Cette conception tordue des premiers principes, parmi lesquels le fait que le gouvernement doit respecter ses propres lois, a conduit à l’utilisation d’agents du FBI, de la CIA et de la DEA pour kidnapper des étrangers dans des pays étrangers qui auraient causé du tort à des Américains en violant les lois américaines. Il s’agit d’enlèvements violents, qui conduisent souvent la victime dans un pays du tiers monde pour y être torturée, puis aux États-Unis pour y être jugée.

Aussi horrible que cela puisse être, le droit américain a toujours exigé un lien avec le préjudice causé aux Américains, ce qui signifie que l’enlèvement par le gouvernement ne peut être justifié qu’en tant qu’étape initiale vers la réparation du préjudice causé par la personne enlevée à une victime américaine.

Jusqu’à ce que Joe Biden s’associe aux républicains du Congrès pour montrer à quel point ils sont durs.

##############################

> _CONSIGNES DE L'EXERCICE_
D'après le segment de texte, les agents de quelles agences ont servi à kidnapper des étrangers dans des pays étrangers ?

##############################

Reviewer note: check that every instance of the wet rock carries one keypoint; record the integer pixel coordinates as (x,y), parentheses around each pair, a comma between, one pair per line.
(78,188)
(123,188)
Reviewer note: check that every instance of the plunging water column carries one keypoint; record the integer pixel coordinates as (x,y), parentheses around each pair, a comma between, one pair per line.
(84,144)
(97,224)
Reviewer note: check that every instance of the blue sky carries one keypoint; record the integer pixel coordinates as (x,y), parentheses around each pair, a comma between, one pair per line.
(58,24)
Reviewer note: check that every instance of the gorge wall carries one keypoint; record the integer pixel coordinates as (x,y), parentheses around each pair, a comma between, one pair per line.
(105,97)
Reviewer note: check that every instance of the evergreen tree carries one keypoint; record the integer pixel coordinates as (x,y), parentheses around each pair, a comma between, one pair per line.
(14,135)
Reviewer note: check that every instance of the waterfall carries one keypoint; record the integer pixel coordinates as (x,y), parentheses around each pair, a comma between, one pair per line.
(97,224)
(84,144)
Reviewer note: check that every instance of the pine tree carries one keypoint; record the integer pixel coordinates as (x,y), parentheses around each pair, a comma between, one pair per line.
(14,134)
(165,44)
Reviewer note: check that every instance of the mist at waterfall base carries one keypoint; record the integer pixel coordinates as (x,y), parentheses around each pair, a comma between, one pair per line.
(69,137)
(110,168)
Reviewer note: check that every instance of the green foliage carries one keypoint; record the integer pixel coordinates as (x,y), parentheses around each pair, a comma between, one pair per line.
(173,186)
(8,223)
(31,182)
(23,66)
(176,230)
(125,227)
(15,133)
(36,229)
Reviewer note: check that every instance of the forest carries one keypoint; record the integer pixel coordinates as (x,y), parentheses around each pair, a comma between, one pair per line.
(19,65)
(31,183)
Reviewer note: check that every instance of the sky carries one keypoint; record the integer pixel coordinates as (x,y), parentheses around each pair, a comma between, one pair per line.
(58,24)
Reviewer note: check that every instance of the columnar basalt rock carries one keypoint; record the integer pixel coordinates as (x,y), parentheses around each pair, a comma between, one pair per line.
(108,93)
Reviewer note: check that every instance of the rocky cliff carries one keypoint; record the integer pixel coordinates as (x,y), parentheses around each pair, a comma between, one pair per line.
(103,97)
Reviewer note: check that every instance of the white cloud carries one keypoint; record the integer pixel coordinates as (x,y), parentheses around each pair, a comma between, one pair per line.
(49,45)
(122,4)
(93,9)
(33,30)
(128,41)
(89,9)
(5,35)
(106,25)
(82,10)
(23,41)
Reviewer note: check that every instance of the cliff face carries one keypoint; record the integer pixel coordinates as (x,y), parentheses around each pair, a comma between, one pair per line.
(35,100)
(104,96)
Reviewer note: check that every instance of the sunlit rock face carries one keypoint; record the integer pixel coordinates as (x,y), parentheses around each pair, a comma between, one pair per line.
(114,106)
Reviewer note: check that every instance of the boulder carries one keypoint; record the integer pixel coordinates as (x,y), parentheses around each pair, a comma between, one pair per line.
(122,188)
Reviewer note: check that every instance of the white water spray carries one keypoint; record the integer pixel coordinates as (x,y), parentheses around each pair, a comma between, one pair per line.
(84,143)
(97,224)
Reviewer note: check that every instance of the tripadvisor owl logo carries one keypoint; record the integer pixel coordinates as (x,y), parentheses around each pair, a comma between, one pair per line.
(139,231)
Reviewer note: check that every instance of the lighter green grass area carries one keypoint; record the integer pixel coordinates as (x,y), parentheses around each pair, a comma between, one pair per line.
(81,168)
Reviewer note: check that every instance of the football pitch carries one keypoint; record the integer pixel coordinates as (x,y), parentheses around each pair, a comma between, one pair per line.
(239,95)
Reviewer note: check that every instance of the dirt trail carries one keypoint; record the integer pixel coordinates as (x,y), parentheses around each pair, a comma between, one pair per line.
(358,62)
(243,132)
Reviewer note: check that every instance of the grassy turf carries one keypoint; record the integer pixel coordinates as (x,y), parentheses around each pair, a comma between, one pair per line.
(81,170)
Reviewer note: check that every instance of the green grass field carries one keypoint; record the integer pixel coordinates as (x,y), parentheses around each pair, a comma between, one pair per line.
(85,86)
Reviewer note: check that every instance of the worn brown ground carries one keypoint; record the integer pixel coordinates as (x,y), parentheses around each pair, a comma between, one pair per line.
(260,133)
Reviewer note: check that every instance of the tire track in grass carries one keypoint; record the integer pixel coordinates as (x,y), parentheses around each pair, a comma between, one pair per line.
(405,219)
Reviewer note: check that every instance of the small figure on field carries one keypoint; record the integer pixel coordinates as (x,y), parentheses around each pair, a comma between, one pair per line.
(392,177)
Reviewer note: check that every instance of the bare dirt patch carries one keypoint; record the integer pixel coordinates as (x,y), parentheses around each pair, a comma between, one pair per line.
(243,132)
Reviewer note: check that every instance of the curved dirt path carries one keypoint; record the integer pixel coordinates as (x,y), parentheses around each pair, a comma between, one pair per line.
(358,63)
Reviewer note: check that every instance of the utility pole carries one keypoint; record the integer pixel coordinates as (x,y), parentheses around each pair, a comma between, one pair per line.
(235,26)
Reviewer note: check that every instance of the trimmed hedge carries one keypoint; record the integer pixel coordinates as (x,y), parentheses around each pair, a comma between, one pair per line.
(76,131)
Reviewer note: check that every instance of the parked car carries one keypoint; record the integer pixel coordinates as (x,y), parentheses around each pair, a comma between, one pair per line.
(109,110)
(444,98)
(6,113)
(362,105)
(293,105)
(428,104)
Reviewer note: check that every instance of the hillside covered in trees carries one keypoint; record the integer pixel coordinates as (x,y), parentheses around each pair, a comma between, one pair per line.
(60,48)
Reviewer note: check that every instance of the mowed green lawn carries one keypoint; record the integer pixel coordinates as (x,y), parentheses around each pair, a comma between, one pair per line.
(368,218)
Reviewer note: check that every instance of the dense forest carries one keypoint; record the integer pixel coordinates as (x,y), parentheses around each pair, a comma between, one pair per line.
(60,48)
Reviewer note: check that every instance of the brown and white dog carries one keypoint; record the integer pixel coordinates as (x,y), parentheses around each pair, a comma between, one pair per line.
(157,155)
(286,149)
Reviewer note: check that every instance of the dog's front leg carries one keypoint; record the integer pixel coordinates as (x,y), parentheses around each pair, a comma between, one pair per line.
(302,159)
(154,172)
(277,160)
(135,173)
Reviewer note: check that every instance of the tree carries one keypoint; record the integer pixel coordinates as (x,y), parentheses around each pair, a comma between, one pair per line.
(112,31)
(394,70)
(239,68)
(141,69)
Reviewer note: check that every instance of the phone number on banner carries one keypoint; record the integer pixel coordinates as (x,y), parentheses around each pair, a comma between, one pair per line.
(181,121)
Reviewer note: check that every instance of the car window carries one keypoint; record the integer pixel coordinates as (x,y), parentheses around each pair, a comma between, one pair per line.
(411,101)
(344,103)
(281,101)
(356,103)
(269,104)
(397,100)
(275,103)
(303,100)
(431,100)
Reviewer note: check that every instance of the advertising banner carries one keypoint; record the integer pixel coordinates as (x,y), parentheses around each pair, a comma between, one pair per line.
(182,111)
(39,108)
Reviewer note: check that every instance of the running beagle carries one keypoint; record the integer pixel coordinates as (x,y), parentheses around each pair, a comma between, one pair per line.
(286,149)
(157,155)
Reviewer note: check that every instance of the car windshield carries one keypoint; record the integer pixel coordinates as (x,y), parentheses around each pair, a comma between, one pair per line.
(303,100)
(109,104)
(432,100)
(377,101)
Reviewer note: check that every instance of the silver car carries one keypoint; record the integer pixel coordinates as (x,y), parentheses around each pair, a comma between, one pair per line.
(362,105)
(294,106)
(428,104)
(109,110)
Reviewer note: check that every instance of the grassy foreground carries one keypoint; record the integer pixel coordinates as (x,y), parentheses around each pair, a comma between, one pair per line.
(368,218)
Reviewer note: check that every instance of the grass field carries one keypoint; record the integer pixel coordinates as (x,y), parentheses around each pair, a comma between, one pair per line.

##############################

> _RÉPONSE ÉCRITE_
Des agents du FBI, de la CIA et de la DEA.